**DOCUMENT**

(begin)

- Theatrical release poster
- ہو من جہاں
- Directed by: Asim Raza
- Written by: Asim Raza
- Screenplay by: Rashna Abidi Imtisal Abbasi
- Produced by: Sheheryar Munawar Asim Raza
- Starring: Adeel Hussain Mahira Khan Sonya Jehan Sheheryar Munawar
- Cinematography: Salman Razzaq Khan
- Edited by: Amir Saif
- Music by: Zebunissa Bangash Atif Aslam Faakhir Mehmood Taha Malik
- Production company: The Vision Factory Films
- Distributed by: ARY Films
- Release dates: 31 December 2015 (UAE); 1 January 2016 (Pakistan);
- Running time: 170 minutes
- Country: Pakistan
- Language: Urdu

= Ho Mann Jahaan =

2016 Pakistani film by Asim Raza

Ho Mann Jahaan ( 'What the Heart Wills') is a 2015 Pakistani coming-of-age musical drama film, written and directed by Asim Raza in his directorial debut. The screenplay was written by Rashna Abdi, Imtisal Abbasi and Asim Raza, while dialogues were written by Asim Raza, Imtisal Abbasi, Rashna Abdi and Yasir Hussain. The film stars Adeel Hussain, Mahira Khan, Sheheryar Munawar and Sonya Jehan, along with veterans Bushra Ansari, Arshad Mahmud, Jamal Shah and Munawar Siddiqui as part of the cast. It is produced in Urdu.

The film was released in the Middle East on 31 December 2015 by ARY Films and in Pakistan on 1 January 2016.

== Plot ==
Ho Mann Jahaan is a coming-of-age urban story set in present-day Karachi. The film revolves around Arhan, Manizeh, and Nadir, and their shared passion for music.

== Cast ==
- Mahira Khan as Manizeh
- Adeel Hussain as Nadir
- Sheheryar Munawar as Arhan
- Sonya Jehan as Sabina
- Bushra Ansari as Nadir's mother
- Arshad Mehmood as Nadir's father
- Nimra Bucha as Shahida
- Jamal Shah as Manizeh's father
- Munawar Siddiqui as Arhan's father
- Fawad Khan (cameo appearance) as Rafael
- Zeb Bangash (cameo appearance) as Xenovia
- Hamza Ali Abbasi (cameo appearance) as Malang Baba
- Syra Yousuf (cameo appearance) in the "Shakar Wandaan" Song
- Bilal Maqsood (cameo appearance)
- Faisal Kapadia (cameo appearance)
- Zoheb Hassan (cameo appearance)
- Ahmed Ali Akbar (extended cameo)
- Ali Zia Naqvi (cameo appearance)
- Syed Faizan Ali (cameo appearance)

== Production ==
The film was primarily shot in Karachi, and some parts were shot in the northern areas of Pakistan. The film was shot using two Alexa cameras with two camera units. The film's first teaser was released on 25 March 2015 where the cast and crew got together for a press event at the film's largest and one of the industry's most expensive sets.

== Soundtrack ==
The soundtrack was digitally released on 1 November 2015. It comprises a total of ten songs by various artists. The album contains only three original tracks, written by Asim Raza; the rest of the songs were re-recorded by artists who had previously performed them. The album was produced by Faakhir and Ehtisham Malick at ET studios. The song "Khush Piya" was dedicated to Malika Pukhraj by Tina Sani.

(end)

Records from a point-labeling set:
(begin)

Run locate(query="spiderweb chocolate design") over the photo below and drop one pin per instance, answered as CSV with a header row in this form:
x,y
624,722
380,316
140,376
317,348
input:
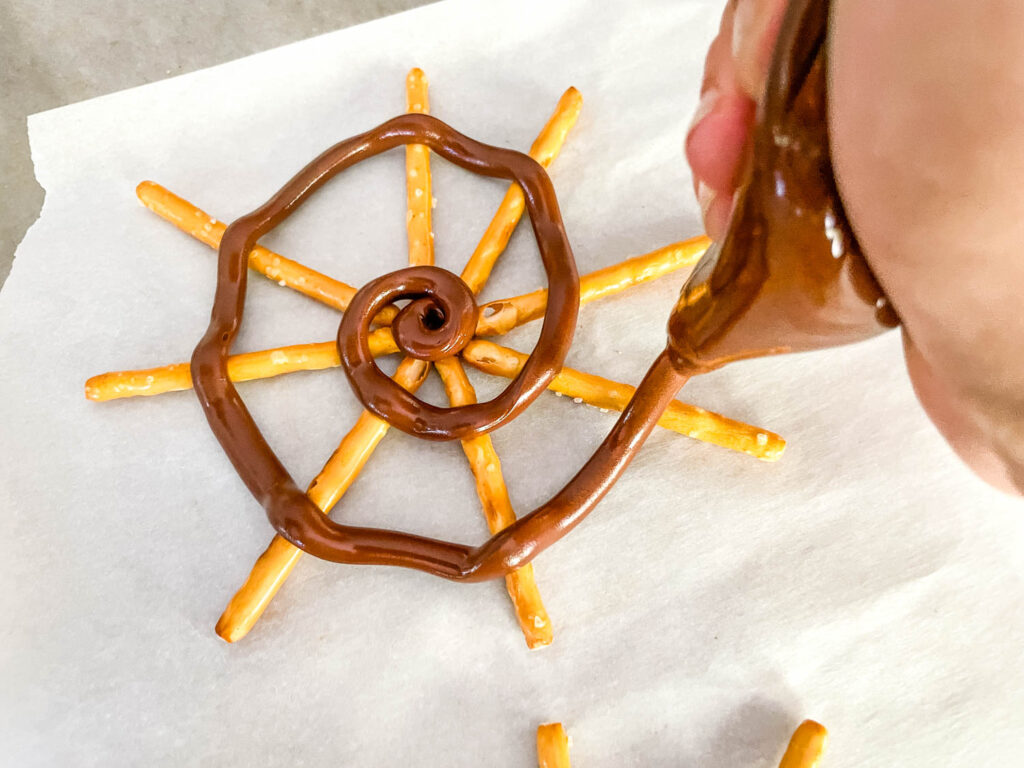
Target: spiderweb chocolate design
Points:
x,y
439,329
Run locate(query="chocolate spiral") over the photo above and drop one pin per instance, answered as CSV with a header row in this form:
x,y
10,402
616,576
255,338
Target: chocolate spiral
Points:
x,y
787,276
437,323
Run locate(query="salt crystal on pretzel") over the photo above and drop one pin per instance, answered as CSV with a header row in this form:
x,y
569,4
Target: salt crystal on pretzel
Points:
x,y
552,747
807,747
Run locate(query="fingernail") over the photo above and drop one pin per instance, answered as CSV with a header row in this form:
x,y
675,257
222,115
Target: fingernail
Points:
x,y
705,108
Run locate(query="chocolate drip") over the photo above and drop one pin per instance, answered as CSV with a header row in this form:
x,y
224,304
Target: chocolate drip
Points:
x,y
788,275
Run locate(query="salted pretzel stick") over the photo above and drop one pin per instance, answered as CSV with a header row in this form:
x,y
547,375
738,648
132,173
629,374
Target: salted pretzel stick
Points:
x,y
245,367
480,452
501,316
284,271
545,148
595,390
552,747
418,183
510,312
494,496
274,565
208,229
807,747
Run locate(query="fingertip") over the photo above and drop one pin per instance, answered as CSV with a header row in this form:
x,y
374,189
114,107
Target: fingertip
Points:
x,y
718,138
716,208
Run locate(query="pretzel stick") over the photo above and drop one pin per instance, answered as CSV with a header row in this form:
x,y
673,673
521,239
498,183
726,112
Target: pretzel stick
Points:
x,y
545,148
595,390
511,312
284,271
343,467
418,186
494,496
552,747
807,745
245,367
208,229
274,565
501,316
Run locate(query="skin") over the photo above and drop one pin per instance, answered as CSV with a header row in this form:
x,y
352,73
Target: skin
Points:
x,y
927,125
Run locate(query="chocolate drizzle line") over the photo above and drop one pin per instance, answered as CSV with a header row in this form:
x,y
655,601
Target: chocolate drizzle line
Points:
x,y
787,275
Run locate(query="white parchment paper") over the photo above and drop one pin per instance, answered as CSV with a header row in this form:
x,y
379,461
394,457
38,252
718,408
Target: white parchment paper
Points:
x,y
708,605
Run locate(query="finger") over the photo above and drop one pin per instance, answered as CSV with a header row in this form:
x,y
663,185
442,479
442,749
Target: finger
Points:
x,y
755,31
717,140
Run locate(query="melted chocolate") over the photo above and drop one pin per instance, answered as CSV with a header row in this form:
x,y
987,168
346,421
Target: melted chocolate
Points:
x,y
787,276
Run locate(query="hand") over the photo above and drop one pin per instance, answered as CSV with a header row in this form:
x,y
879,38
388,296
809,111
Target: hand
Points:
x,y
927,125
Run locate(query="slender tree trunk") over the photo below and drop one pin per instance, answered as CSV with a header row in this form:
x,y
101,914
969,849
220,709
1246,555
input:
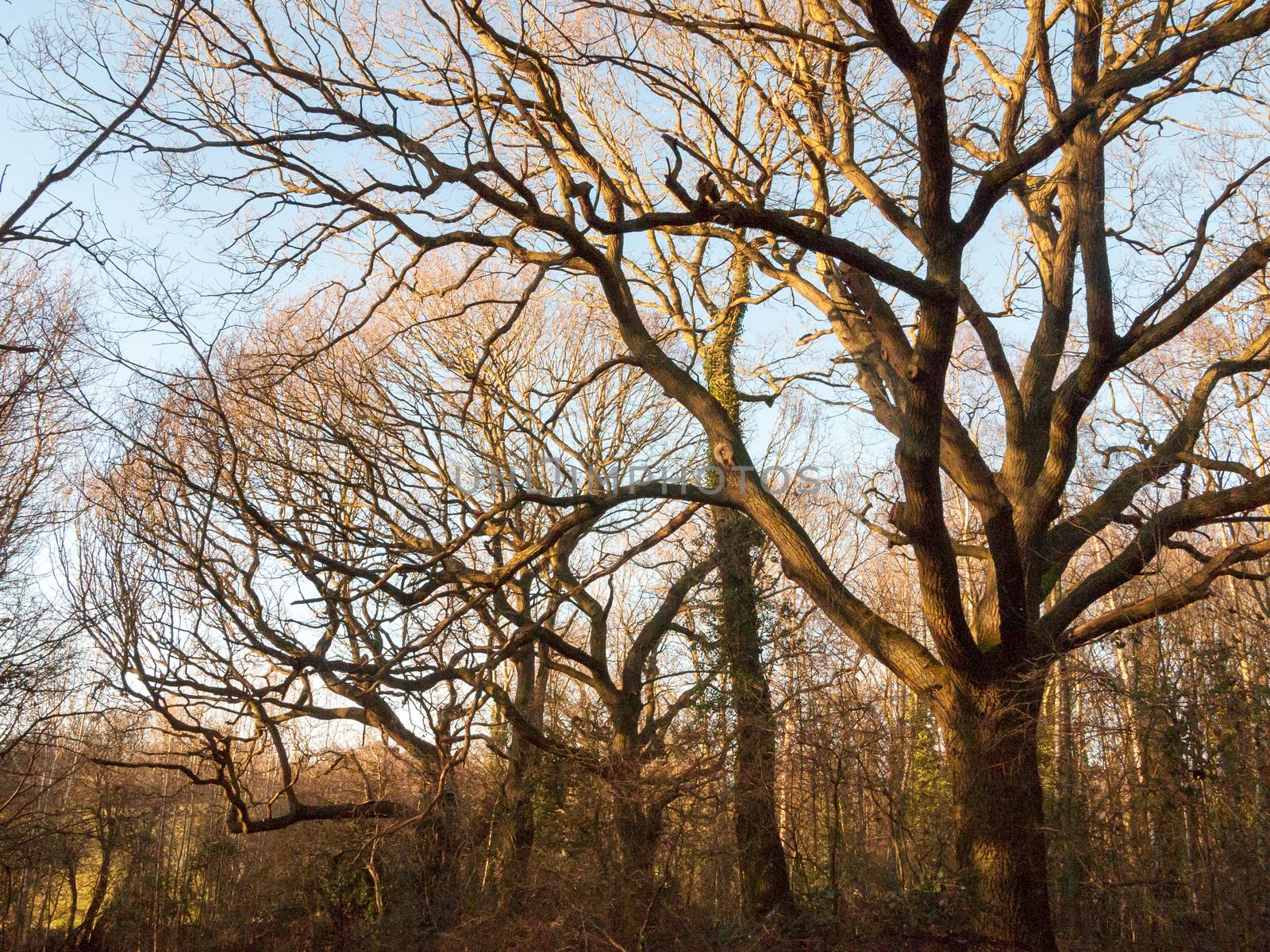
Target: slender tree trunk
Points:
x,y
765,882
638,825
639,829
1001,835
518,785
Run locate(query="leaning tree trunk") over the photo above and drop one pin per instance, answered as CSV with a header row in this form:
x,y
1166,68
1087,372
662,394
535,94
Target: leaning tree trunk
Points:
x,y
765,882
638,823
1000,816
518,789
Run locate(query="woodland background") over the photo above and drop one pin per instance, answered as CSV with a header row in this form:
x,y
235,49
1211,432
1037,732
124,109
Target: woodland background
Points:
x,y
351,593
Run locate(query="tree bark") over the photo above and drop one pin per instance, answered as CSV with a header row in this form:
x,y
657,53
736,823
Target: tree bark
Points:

(end)
(begin)

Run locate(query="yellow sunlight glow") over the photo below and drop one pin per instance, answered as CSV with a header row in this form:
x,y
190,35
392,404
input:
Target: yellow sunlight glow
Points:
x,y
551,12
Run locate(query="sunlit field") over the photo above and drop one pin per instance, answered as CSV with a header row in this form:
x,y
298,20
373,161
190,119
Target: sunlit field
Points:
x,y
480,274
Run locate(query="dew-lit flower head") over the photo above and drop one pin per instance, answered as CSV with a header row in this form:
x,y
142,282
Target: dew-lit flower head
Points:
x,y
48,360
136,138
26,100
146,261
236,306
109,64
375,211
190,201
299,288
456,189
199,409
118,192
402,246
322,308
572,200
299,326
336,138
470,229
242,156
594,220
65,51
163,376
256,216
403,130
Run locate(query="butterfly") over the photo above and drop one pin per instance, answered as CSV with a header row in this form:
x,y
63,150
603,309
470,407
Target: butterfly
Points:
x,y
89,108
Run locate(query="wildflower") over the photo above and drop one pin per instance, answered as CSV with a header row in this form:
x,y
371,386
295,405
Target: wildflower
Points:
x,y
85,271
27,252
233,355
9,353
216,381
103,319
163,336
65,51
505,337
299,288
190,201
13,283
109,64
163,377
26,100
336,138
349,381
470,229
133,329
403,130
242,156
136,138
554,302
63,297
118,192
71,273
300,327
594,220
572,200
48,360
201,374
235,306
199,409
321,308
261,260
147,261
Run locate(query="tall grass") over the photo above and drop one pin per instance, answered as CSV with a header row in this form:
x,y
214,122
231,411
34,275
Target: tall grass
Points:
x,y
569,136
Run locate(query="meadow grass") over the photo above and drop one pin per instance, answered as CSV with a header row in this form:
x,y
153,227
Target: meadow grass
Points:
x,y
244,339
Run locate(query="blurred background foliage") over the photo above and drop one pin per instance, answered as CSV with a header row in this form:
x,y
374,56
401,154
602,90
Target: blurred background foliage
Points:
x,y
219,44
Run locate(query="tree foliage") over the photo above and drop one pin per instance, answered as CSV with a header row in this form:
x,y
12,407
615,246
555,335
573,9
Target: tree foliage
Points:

(end)
(begin)

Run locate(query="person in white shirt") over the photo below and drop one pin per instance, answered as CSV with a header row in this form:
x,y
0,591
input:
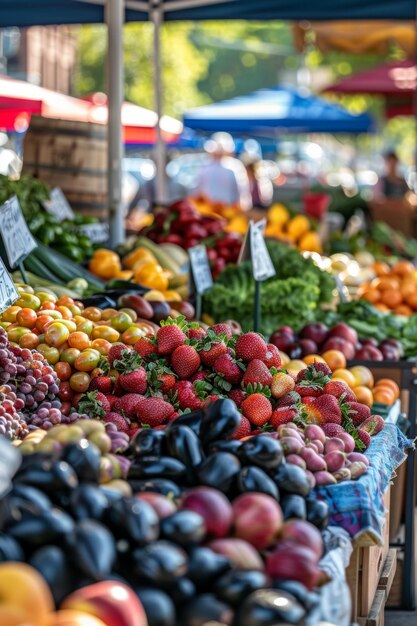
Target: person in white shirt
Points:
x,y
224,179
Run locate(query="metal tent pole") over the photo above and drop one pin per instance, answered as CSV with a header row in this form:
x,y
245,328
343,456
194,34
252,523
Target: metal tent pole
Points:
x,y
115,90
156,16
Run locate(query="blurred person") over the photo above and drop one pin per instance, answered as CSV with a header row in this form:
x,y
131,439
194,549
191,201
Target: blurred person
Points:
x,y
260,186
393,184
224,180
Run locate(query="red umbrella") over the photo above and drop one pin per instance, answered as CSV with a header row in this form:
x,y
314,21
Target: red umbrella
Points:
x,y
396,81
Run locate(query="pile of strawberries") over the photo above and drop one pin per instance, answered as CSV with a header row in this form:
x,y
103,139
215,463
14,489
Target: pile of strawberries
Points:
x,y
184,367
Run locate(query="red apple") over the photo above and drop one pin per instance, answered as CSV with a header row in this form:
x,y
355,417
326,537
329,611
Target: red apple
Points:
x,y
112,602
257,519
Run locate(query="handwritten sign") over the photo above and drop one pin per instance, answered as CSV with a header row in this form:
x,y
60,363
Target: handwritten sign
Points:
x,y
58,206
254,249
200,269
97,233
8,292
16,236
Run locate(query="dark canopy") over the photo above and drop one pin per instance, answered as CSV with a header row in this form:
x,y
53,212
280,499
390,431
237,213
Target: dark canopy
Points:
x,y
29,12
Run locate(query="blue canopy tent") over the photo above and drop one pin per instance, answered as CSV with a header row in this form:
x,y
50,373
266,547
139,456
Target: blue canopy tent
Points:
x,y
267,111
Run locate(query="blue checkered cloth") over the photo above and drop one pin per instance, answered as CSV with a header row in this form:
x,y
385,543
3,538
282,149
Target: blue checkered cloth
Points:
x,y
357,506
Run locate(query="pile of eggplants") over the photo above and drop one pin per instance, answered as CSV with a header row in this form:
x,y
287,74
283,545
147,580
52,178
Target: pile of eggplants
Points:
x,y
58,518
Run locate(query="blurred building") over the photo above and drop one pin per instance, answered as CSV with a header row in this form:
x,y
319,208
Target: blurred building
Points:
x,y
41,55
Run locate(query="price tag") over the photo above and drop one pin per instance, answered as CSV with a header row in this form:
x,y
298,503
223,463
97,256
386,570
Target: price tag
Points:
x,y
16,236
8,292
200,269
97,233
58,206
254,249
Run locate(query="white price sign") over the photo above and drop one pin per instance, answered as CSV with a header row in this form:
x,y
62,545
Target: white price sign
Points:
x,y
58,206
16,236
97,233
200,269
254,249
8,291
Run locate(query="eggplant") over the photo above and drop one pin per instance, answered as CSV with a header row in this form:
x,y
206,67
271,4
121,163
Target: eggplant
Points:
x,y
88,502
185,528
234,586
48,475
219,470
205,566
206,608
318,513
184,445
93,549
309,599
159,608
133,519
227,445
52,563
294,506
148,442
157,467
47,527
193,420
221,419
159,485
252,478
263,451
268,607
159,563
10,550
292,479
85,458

(end)

**WHAT IS REQUIRED**
Reproduce everything from "- Ali Zia Naqvi" down to "by Tina Sani." in the Ho Mann Jahaan article, changing "teaser" to "trailer".

**CORRECT ANSWER**
- Ali Zia Naqvi (cameo appearance)
- Syed Faizan Ali (cameo appearance)

== Production ==
The film was primarily shot in Karachi, and some parts were shot in the northern areas of Pakistan. The film was shot using two Alexa cameras with two camera units. The film's first trailer was released on 25 March 2015 where the cast and crew got together for a press event at the film's largest and one of the industry's most expensive sets.

== Soundtrack ==
The soundtrack was digitally released on 1 November 2015. It comprises a total of ten songs by various artists. The album contains only three original tracks, written by Asim Raza; the rest of the songs were re-recorded by artists who had previously performed them. The album was produced by Faakhir and Ehtisham Malick at ET studios. The song "Khush Piya" was dedicated to Malika Pukhraj by Tina Sani.